### CONSEGNA A
Ridimensioni tutti i record riportati più sotto. Ne trascriva ogni riga, richieste comprese, moltiplicando per 0,5 le coordinate dei riquadri presenti nelle risposte e arrotondandole all'intero, con le metà per eccesso. Escluda le immagini dal risultato.
----
“Il quadro commerciale per le arance si conferma negativo”. Il bollettino dei mercati Ismea, reperibile sul sito dell’istituto, è quello della terza settimana di marzo, ma non è molto diverso da tutti gli altri emessi dall’inizio dell’anno a oggi. Molta offerta, poca domanda: l’arancia italiana, e gli agrumi in genere, non tira più, surclassata da quella di importazione e schiacciata dalla crisi e dalle leggi di un mercato crudele.
Giunti quasi al termine della stagione, e in attesa di dati ufficiali che già si annunciano da brivido, soppesando i numeri della scorsa annata, le proiezioni di quella in corso e il grido di dolore dei produttori italiani, le maggiori organizzazioni agricole hanno cominciato a farsi sentire: “La strage delle arance, addio spremuta” è il film che manda in onda Coldiretti, “Siamo spremuti come agrumi” il refrain degli associati a Confagricoltura.
----
### CONSEGNA B
Prosegua il testo sopra, dedicato alla crisi del mercato delle arance italiane, a partire dalla sua ultima frase.

### DATI
----
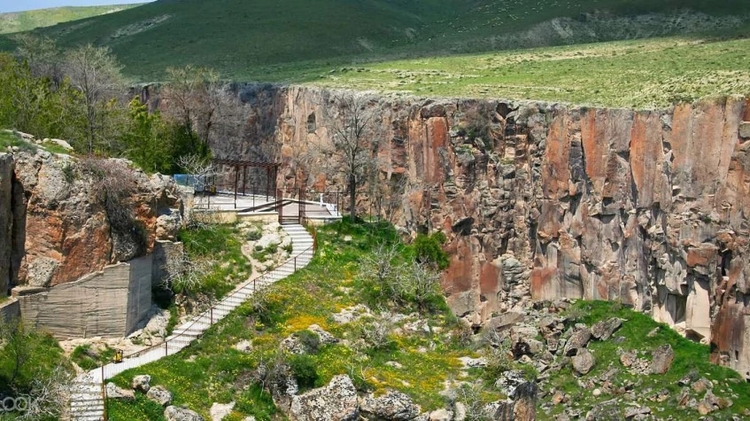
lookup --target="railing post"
[102,378,109,421]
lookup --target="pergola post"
[242,165,247,196]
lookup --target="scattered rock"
[209,402,235,421]
[164,405,204,421]
[591,317,623,341]
[146,386,172,406]
[625,406,651,420]
[307,325,339,345]
[572,348,596,375]
[279,335,305,355]
[565,328,591,356]
[458,357,487,368]
[333,304,370,324]
[690,377,714,393]
[552,390,568,405]
[106,383,135,401]
[512,382,539,421]
[651,344,674,374]
[359,390,420,421]
[130,374,151,393]
[233,339,253,353]
[429,409,453,421]
[453,402,466,421]
[620,351,638,367]
[495,370,526,396]
[289,375,360,421]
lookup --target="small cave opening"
[719,250,732,277]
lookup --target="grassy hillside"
[310,38,750,109]
[0,4,137,34]
[7,0,750,80]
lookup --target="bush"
[297,330,320,354]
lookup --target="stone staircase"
[67,224,314,421]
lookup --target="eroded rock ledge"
[200,85,750,378]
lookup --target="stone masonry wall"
[204,85,750,378]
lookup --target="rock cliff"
[204,85,750,378]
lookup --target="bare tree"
[13,32,63,84]
[65,44,124,154]
[328,96,379,218]
[163,65,228,145]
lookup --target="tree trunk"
[349,174,357,221]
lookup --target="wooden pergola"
----
### RISULTATO A
lookup --target="railing post"
[51,189,55,211]
lookup --target="pergola post"
[121,83,124,98]
lookup --target="scattered rock"
[105,201,118,211]
[82,203,102,211]
[296,159,312,171]
[73,193,86,203]
[313,203,326,210]
[154,163,170,173]
[286,174,298,188]
[140,168,153,178]
[283,164,296,178]
[229,179,244,184]
[167,152,185,162]
[345,189,357,197]
[276,195,284,203]
[53,192,68,201]
[256,191,270,211]
[326,172,337,187]
[180,195,210,211]
[65,187,76,197]
[117,170,127,177]
[215,205,227,211]
[227,201,233,211]
[310,176,319,184]
[248,185,263,198]
[145,188,180,211]
lookup --target="small cave opening"
[360,125,366,139]
lookup --target="grassy hillside"
[155,19,375,55]
[0,2,69,17]
[4,0,375,40]
lookup --target="bush"
[149,165,160,177]
lookup --target="stone staircase"
[34,112,157,211]
lookup --target="eroded rock ledge"
[100,43,375,189]
lookup --target="stone masonry wall"
[102,43,375,189]
lookup --target="rock cliff"
[102,43,375,189]
lookup --target="bare tree"
[7,16,32,42]
[33,22,62,77]
[164,48,190,109]
[82,33,114,73]
lookup --target="tree trunk"
[175,87,179,111]
lookup --target="wooden pergola"

### RISULTATO B
I numeri aiutano in realtà a capire che gli slogan sono azzeccati: produzione a picco, consumi in calo, export schiacciato dall’import, prezzi alla produzione da fame. E l’arancia spagnola, la più importata nella penisola, se la ride.
Arance Italiane a rischio: molta offerta, poca domanda
Le Arance Scomparse
Una pianta su tre tagliata negli ultimi 15 anni. Forse basta quest’unico dato, il 31% in meno, per capire il fenomeno della strage delle arance, ma può essere utile conoscerne anche altri: ma come il dimezzamento dei limoni (-50%) e la riduzione del 18% delle piante di clementine e mandarini. I motivi stanno nella politica della concentrazione della superficie coltivata, che ha prodotto il passaggio dai 181mila ettari di terra dedicata agli agrumi nel 2000 ai 148.157 (dati Istat) del 2015. Il 20% in meno.
E la produzione è andata di conseguenza: se un lustro fa sfiorava le 4 milioni di tonnellate di agrumi, oggi si è assestata sui 3,3 milioni. A dominare il mercato italiano sono Sicilia (85mila ettari), Calabria (oltre 37mila) e Puglia (quasi 10mila), che sono però, va da sé, anche le regioni che soffrono di più la crisi.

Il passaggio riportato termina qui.